→ **Polecenie**:
Podaj, w ilu wierszach poniższych danych występuje słowo „return”, przy czym wielkość liter ma znaczenie. Odpowiedz wyłącznie liczbą.

→ **Dane do przetworzenia**:
# # # # #

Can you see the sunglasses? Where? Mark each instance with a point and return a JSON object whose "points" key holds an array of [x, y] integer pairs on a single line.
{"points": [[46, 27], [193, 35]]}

# # # # #

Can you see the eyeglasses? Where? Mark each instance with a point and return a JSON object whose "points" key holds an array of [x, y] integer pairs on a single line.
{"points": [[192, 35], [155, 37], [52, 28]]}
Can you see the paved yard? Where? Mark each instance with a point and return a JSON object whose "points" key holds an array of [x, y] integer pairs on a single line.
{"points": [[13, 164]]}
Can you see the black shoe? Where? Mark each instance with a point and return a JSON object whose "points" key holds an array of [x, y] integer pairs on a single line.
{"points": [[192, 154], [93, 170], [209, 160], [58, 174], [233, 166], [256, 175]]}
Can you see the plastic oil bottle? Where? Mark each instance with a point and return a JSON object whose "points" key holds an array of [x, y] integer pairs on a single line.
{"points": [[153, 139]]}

# # # # #

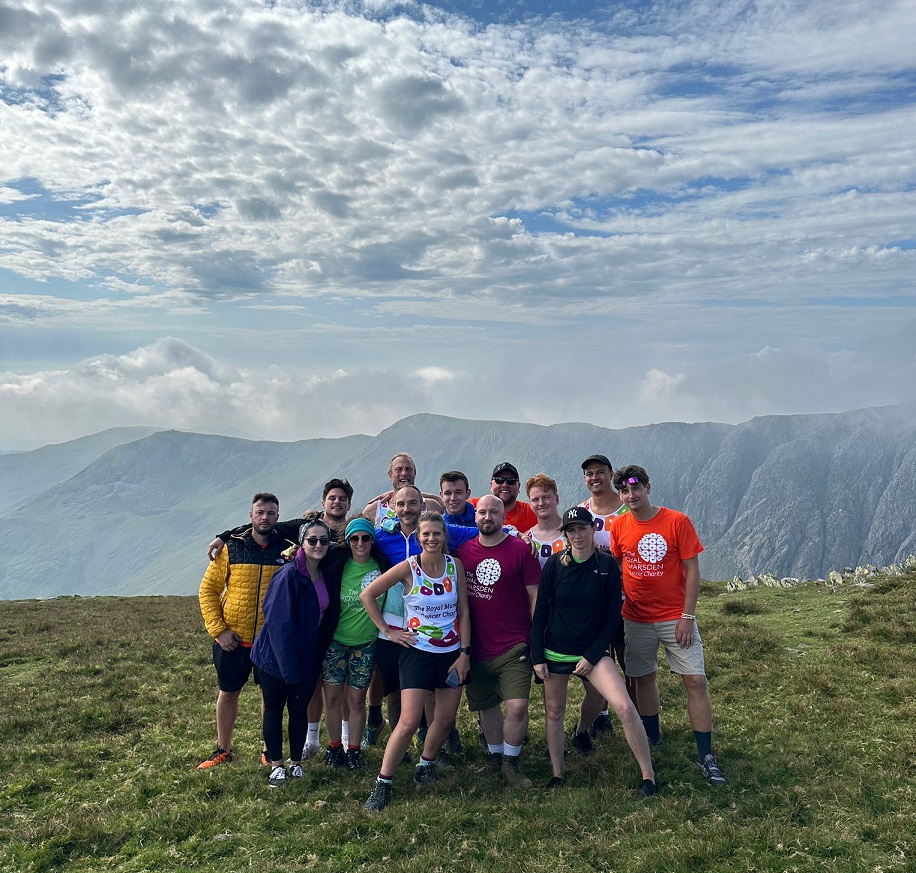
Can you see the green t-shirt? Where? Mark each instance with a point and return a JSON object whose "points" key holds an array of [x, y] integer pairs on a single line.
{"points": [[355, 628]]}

# # # # #

→ **Gotowa odpowiedź**:
6